• Your task: Could you reproduce the listing from the line containing "Give a dot for each instance of the metal" through the line containing "<point>54,231</point>", both lines included, keeping the requests and their sample points as they are but shifting every coordinate in the answer points up by 120?
────
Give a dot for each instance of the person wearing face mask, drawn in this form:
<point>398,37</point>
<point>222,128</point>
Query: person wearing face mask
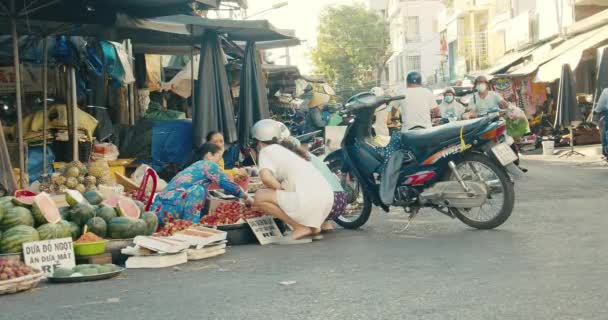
<point>484,100</point>
<point>450,108</point>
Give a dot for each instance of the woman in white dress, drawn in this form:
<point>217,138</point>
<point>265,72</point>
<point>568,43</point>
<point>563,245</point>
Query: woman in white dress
<point>297,193</point>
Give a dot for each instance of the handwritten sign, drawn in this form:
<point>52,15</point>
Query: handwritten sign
<point>265,229</point>
<point>49,254</point>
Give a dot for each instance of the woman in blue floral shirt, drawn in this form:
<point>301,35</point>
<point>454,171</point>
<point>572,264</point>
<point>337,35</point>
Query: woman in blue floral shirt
<point>184,196</point>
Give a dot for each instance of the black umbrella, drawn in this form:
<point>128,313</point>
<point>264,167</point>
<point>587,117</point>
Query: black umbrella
<point>567,106</point>
<point>601,82</point>
<point>253,102</point>
<point>213,110</point>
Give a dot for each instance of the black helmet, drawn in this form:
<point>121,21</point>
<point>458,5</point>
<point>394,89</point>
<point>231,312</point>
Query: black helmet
<point>414,77</point>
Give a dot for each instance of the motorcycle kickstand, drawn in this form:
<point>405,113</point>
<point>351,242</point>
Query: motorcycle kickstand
<point>413,213</point>
<point>464,186</point>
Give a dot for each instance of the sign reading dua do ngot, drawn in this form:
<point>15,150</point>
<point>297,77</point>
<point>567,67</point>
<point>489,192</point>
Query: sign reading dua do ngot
<point>48,255</point>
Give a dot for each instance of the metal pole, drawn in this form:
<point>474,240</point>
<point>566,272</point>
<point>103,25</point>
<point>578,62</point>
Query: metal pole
<point>45,71</point>
<point>131,87</point>
<point>74,111</point>
<point>192,70</point>
<point>22,182</point>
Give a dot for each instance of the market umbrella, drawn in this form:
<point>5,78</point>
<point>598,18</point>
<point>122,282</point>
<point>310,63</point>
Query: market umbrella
<point>253,102</point>
<point>567,106</point>
<point>213,110</point>
<point>601,82</point>
<point>7,179</point>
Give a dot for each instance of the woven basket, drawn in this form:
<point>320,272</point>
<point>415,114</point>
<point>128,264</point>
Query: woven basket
<point>20,284</point>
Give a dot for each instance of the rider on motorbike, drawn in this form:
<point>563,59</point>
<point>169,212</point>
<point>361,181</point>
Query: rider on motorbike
<point>451,109</point>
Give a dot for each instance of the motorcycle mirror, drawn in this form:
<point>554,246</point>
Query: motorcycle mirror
<point>329,90</point>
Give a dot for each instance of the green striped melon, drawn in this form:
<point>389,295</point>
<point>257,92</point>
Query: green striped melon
<point>106,213</point>
<point>16,216</point>
<point>98,226</point>
<point>45,210</point>
<point>120,228</point>
<point>13,238</point>
<point>151,220</point>
<point>54,231</point>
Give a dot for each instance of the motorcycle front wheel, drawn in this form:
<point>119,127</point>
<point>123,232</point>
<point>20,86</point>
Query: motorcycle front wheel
<point>359,205</point>
<point>501,194</point>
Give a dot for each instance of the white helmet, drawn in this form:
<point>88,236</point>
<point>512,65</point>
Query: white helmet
<point>377,91</point>
<point>266,130</point>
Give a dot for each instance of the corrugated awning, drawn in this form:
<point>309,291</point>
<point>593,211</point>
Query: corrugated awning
<point>244,30</point>
<point>549,65</point>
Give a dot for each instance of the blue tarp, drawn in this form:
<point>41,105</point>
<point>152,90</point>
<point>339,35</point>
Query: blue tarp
<point>171,143</point>
<point>34,162</point>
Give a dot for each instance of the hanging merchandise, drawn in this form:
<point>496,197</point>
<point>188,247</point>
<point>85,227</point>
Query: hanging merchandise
────
• Written reply:
Give a dot for each instance of the metal pole, drawn in this form:
<point>474,240</point>
<point>566,272</point>
<point>103,25</point>
<point>578,62</point>
Query: metal pole
<point>165,191</point>
<point>251,207</point>
<point>194,231</point>
<point>312,190</point>
<point>142,302</point>
Give a dot for each instance of the market umbrella, drawn in this form:
<point>5,78</point>
<point>598,18</point>
<point>122,282</point>
<point>310,63</point>
Query: market umbrella
<point>373,222</point>
<point>687,226</point>
<point>333,230</point>
<point>721,202</point>
<point>127,299</point>
Give a dot for each instance of the woven basket, drawn in this form:
<point>320,272</point>
<point>415,114</point>
<point>128,264</point>
Query: woven basket
<point>140,404</point>
Give a dot for each instance of the rider on motorbike, drawn in this form:
<point>563,59</point>
<point>169,212</point>
<point>361,181</point>
Query: rider on motorbike
<point>571,229</point>
Give a dot for each instance of the motorcycle mirror, drawn in this form:
<point>554,246</point>
Query: motorcycle mirror
<point>449,210</point>
Give a dot for each instance of the green striped melon, drawn in this form:
<point>389,295</point>
<point>257,92</point>
Query: green striped melon
<point>226,333</point>
<point>136,336</point>
<point>218,346</point>
<point>165,330</point>
<point>240,348</point>
<point>133,358</point>
<point>271,340</point>
<point>174,351</point>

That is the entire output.